JOBS:
A. In the comics commentary, list each writer who is linked to a named title, along with the title or titles linked to that writer.
B. According to the comics commentary, what does the backmatter of Fantastic Force contain in place of the usual set of sketches?

SELECTED EXTRACT:
At the other end of the Gaiman/Batman axis, I finally found in the library the first volume of Mark Waid's The Brave and the Bold, not as Bat-centric as the old title - and like most Waid it's good, undemanding superhero fun. Which makes a mockery of DC editorial's claims that Vertigo and the DC Universe are separate by having a plot turning around the Book of Destiny, and even a scene with Supergirl and Lobo meeting him in his garden. Next time John Constantine gets left out of a big mystical crossover, they're going to need a new excuse.
It's also the first time I've seen more than a couple of panels of the new Blue Beetle, but he seems like a nice kid, and if he was always this entertaining I can understand why people are upset about his title getting cancelled.
Over at Marvel, Apparitions and Ultraviolet writer Joe Ahearne spins off from Mark Millar's Fantastic Four and spoilers the end of his Wolverine in Fantastic Force, whose backmatter has something rather more interesting than the usual set of sketches - a first draft of the script, from comparison of which with the final issue we can see exactly how much a writer new to comics gets smacked around by editorial and told no, you cannot use that character, or have this one doing that. Worth a look even if you have no direct interest in the comic itself, though that's not bad.
alexsarll: (bernard)

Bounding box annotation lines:
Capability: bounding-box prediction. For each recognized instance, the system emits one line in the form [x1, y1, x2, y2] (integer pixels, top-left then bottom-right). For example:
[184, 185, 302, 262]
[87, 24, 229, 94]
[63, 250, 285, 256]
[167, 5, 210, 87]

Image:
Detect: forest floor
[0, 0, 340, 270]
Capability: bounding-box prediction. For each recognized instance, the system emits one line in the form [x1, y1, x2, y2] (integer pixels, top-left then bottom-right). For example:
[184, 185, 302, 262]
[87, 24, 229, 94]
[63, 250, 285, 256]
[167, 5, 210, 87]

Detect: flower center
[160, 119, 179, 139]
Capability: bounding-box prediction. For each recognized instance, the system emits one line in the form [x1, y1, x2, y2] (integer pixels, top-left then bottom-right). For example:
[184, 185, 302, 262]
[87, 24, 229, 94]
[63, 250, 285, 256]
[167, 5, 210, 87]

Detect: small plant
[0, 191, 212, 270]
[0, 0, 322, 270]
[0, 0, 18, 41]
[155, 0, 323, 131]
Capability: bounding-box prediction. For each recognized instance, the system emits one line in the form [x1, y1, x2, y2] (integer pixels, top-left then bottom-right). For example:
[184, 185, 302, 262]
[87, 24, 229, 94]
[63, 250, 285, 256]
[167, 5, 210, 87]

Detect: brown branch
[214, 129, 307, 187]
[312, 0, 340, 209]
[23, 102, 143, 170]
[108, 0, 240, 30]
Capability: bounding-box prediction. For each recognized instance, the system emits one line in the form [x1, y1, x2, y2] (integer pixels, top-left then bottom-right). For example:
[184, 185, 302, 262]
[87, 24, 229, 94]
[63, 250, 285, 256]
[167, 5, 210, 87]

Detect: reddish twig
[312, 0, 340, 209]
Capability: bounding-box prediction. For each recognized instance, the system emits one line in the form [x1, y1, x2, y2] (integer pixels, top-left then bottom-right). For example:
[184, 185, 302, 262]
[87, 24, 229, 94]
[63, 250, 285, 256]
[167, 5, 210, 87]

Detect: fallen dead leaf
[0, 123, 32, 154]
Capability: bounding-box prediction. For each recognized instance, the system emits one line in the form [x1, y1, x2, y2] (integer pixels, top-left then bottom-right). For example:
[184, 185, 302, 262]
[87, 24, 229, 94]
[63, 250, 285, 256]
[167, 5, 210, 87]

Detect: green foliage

PER-TASK ANSWERS:
A.
Mark Waid: The Brave and the Bold
Mark Millar: Fantastic Four and Wolverine
Joe Ahearne: Apparitions, Ultraviolet and Fantastic Force

B. A first draft of the script.